— INSTRUCTIONS FOR THE TASK —
Print exactly the lines from the one containing "the wooden interior" through the last line of the listing, both included.

— DATA FOR THIS EXERCISE —

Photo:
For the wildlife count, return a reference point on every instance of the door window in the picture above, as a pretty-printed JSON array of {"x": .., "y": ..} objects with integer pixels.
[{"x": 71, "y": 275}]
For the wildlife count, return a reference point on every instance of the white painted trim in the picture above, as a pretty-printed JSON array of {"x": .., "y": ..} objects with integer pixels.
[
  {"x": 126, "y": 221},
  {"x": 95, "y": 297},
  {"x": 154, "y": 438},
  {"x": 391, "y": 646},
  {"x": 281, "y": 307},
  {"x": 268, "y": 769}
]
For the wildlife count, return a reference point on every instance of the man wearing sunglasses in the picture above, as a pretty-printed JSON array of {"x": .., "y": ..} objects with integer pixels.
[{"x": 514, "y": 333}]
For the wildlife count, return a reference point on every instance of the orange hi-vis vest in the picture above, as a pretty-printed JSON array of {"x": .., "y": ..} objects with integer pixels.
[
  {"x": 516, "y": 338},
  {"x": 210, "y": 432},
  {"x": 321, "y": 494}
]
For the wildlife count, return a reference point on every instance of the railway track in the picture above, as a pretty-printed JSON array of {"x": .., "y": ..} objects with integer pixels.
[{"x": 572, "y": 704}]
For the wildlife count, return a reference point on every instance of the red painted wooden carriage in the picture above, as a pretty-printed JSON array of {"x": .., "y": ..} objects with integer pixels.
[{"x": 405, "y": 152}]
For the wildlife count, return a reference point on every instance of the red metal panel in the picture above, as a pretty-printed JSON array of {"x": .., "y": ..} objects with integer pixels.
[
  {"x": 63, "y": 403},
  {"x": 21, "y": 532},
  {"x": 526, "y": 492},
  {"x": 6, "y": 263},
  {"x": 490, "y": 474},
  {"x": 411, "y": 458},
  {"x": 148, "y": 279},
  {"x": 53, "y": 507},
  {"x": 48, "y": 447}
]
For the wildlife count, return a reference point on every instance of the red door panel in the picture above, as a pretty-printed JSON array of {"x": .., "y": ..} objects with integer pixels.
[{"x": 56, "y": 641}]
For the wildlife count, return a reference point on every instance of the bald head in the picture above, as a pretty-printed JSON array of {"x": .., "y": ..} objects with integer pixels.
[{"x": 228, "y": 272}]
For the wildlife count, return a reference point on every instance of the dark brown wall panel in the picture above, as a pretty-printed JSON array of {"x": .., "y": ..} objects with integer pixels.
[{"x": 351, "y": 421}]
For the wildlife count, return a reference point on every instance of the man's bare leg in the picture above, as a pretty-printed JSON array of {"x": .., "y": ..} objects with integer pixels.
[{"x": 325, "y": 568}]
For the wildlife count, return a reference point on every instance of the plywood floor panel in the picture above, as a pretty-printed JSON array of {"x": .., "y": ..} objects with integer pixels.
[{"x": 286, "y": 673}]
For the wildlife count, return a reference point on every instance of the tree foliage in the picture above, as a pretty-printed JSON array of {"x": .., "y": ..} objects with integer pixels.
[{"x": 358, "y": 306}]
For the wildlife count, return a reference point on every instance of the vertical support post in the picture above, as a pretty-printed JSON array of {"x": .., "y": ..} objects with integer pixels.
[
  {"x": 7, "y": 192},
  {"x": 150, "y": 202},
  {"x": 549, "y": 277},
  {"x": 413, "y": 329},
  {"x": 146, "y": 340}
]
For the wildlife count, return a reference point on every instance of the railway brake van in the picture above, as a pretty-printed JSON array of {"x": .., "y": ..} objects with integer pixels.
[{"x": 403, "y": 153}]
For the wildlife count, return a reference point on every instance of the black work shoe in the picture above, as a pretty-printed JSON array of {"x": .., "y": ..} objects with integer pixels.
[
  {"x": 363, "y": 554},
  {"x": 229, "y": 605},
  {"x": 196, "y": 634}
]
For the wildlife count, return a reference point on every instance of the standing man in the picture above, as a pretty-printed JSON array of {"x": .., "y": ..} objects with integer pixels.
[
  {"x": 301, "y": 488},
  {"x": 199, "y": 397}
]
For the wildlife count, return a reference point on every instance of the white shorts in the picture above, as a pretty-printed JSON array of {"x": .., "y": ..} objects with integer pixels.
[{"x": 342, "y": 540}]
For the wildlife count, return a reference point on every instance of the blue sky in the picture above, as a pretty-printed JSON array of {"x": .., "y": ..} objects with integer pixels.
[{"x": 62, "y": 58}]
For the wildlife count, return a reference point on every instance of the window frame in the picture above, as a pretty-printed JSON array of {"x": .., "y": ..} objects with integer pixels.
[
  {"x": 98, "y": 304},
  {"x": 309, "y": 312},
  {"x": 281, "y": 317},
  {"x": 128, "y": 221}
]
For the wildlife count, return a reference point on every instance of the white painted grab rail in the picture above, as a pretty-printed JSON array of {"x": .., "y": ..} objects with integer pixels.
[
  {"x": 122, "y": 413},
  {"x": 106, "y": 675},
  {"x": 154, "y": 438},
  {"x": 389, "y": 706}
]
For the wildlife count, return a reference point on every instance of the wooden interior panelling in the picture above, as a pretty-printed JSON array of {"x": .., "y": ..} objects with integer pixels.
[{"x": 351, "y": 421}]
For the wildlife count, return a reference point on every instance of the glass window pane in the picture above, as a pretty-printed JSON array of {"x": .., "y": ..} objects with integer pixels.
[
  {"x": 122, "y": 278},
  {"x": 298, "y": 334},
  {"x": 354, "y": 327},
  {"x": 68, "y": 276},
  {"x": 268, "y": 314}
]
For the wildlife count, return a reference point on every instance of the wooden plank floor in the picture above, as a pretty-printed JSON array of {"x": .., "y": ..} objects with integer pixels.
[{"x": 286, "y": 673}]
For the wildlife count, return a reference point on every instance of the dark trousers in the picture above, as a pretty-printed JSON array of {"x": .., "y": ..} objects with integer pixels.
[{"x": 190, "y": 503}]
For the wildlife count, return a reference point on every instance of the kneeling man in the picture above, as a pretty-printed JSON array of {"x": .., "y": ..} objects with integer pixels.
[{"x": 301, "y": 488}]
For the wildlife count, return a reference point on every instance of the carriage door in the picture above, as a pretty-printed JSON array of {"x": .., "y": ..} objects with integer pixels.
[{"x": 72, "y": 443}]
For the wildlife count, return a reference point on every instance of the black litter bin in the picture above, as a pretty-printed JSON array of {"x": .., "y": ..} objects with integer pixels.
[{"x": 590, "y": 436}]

— SOLUTION FOR THIS TASK —
For the wildlife count, return a reference point on every instance of the wooden interior panelling in the picture above, as a pretty-printed JSON array of {"x": .., "y": ..} objects with integer pixels.
[{"x": 351, "y": 421}]
For the wildlife count, return a reference point on every instance of the glass window pane in the picture above, as a pretty-printed JSON array of {"x": .., "y": ..} objects with integer pixels.
[
  {"x": 122, "y": 278},
  {"x": 298, "y": 334},
  {"x": 354, "y": 327},
  {"x": 68, "y": 276},
  {"x": 268, "y": 314}
]
For the wildlife count, return a reference point on every instance of the wooden plank floor in the picture above, as a pretty-printed JSON array of {"x": .., "y": ..} objects with integer pixels.
[{"x": 286, "y": 673}]
For the wildlife count, return a reference point on every instance of the dark trousers in the picture above, as a pretty-printed JSON array of {"x": .., "y": ..} objects with integer pixels.
[{"x": 190, "y": 503}]
For the wildlife count, return a reference point on every instance of the kneeling man in the picture above, as a pretty-printed JSON array of {"x": .., "y": ..} objects with integer pixels.
[{"x": 301, "y": 488}]
For the wildlife count, return a reference point on every instance of the carriage door in the picture above, as a pretty-printed JSON array of {"x": .., "y": ..} objects with integer pixels.
[{"x": 72, "y": 443}]
For the wildlife count, return a reference point on every instance of the black litter bin in the picture above, as a pretty-printed JSON array of {"x": .., "y": ..} objects with integer pixels.
[{"x": 590, "y": 436}]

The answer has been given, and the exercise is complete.